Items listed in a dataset
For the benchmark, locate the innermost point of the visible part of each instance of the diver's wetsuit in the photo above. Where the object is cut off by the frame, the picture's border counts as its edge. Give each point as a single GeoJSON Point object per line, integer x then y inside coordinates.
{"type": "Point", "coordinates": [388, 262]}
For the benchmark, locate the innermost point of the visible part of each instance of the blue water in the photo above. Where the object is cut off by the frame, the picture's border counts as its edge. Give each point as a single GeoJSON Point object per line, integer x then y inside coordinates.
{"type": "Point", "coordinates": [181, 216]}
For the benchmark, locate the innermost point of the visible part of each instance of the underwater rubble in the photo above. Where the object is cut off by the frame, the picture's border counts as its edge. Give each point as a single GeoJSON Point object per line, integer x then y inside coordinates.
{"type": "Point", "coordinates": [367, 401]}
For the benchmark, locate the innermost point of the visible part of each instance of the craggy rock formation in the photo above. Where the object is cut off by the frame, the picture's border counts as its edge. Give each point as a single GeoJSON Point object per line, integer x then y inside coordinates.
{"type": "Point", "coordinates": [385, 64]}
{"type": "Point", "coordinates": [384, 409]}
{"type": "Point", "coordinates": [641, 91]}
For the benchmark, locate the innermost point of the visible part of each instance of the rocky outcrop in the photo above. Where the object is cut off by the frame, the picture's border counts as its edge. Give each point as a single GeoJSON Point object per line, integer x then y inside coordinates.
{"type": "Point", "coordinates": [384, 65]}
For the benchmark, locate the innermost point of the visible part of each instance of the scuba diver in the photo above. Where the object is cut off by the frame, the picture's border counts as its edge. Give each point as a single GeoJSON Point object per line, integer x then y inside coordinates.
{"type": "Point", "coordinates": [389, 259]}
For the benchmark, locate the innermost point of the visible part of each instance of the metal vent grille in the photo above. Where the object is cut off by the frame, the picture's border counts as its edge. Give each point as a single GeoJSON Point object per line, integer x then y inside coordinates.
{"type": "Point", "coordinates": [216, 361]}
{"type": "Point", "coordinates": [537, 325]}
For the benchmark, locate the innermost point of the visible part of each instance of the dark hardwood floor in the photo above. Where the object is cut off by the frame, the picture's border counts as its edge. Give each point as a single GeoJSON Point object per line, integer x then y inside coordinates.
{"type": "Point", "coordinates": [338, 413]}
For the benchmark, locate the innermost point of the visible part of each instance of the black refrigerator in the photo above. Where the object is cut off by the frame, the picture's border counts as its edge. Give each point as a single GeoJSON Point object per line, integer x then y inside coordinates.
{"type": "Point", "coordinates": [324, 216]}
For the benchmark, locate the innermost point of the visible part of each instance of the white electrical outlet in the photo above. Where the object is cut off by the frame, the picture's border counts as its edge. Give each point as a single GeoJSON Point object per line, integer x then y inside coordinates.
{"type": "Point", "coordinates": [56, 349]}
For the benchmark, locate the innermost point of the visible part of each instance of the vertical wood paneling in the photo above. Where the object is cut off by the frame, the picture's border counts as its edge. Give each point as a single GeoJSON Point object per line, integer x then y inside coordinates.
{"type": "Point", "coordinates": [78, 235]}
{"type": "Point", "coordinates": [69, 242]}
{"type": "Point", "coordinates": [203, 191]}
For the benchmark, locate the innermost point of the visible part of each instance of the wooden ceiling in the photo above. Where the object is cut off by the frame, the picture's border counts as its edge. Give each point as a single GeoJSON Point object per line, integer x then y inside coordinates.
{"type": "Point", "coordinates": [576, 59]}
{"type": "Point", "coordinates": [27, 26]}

:: TASK DETAILS ::
Give the part of the data that opens with the line containing "of the vertical" and runs through the end of the data as a Markdown table with the columns No. and Line, leaving out any blank lines.

:: SOLUTION TO THIS PROBLEM ::
| No. | Line |
|---|---|
| 1 | For the benchmark, locate the innermost point of the visible part of each instance of the vertical wood paneling in the photo above. Where the object is cut off by the frame, the picture's border counts as its edge. Give each point as a single GeoJSON Point object per line, integer x then y inside coordinates. |
| 2 | {"type": "Point", "coordinates": [78, 235]} |
| 3 | {"type": "Point", "coordinates": [69, 242]} |
| 4 | {"type": "Point", "coordinates": [203, 191]} |
| 5 | For the benchmark, locate the innermost point of the visible part of each instance of the wooden ceiling in the photo above. Where the object is cut off by the frame, the picture's border counts as its edge. Give each point as a single GeoJSON Point object per line, integer x then y inside coordinates. |
| 6 | {"type": "Point", "coordinates": [576, 59]} |
| 7 | {"type": "Point", "coordinates": [27, 26]} |